Records excerpted from a collection
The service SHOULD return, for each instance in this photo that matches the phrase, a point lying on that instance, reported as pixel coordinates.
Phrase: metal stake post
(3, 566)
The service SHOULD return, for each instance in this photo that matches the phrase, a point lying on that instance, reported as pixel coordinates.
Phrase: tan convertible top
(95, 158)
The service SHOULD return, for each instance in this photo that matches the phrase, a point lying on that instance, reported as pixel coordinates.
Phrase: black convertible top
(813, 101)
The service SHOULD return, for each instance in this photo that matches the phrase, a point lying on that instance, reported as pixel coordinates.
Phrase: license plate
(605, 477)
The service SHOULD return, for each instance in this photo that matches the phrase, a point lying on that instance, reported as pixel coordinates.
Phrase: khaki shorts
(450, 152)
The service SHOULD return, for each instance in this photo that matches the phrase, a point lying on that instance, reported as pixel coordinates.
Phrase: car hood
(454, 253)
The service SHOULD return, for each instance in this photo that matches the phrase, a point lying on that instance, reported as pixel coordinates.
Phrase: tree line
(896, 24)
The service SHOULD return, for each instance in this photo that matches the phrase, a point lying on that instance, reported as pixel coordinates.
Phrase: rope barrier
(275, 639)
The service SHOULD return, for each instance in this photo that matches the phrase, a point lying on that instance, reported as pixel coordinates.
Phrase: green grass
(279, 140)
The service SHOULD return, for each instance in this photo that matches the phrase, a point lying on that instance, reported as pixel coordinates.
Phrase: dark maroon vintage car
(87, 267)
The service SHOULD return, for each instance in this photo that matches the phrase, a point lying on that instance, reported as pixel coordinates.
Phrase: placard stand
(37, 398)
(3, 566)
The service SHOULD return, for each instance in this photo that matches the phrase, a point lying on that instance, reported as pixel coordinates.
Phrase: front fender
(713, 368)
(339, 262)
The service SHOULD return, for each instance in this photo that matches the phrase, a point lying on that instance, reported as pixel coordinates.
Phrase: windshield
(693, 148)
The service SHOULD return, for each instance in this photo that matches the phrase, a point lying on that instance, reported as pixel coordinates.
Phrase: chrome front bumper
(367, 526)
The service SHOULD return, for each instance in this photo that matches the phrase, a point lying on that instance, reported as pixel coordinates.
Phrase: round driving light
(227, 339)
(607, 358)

> _EXERCISE DETAILS_
Please return the data above in full, without altering a single line.

> _RESULT BELOW_
The service SHOULD return, for each instance in this photo that matches the phrase, a point lying on that instance, reported as pixel coordinates.
Phrase: metal stake post
(3, 566)
The service SHOULD return, for each instance in this photo that matches the phrase, a point lying on that instance, reported as pixel coordinates.
Phrase: tan convertible top
(95, 158)
The service SHOULD return, for each instance in this photo that matches the phrase, a point lying on that instance, reported as pixel coordinates.
Phrase: black convertible top
(813, 101)
The service SHOULD return, for each instance in this photo that matches the phrase, a point lying on that instance, reported as pixel coordinates.
Phrase: license plate
(605, 477)
The service SHOULD return, for each instance in this photo that matches the phrase, a point lying on that instance, reported as pixel coordinates.
Phrase: khaki shorts
(450, 152)
The service SHOULD return, for each instance in this photo that matches the phrase, a point lying on that instance, reported as pixel coordinates.
Phrase: car hood
(454, 253)
The service SHOULD return, for each instance in this photo that matches the phrase, a point lying on that instance, reported as pixel coordinates.
Phrase: tree line
(896, 24)
The service SHOULD return, for each instance in this photo that matches the phrase, a point lying on that instance, reported as pixel coordinates.
Phrase: rope barrier
(275, 639)
The service SHOULD return, for each instance in this photo that matches the phrase, a point lying on that instance, reported as pixel coordinates.
Phrase: green grass
(279, 140)
The service SHOULD return, for each instance in this photo that matches the phrase, a point lying on that instance, reported as pixel coordinates.
Phrase: dark maroon vintage car
(87, 267)
The service SHOULD return, for each instance in this photo that matches the phrase, a point lying on that instance, reported as pixel coordinates.
Phrase: placard stand
(37, 398)
(3, 566)
The service SHOULD return, for each instance in this photo that matches the phrase, a point lying on that instance, reported as pixel coordinates.
Phrase: front fender
(713, 368)
(339, 262)
The service SHOULD return, for each instance in this photo that matches the phrase, a point lying on that instance, reported as pixel coordinates.
Phrase: windshield
(693, 148)
The service SHOULD return, for each instance in this photo that matches the phrase, a point lying on that instance, reported as pixel coordinates.
Phrase: chrome front bumper
(367, 526)
The service SHOULD return, for each instance in this photo that matches the phrase, a point lying on that instance, reported as pixel coordinates.
Phrase: round driving light
(227, 339)
(607, 358)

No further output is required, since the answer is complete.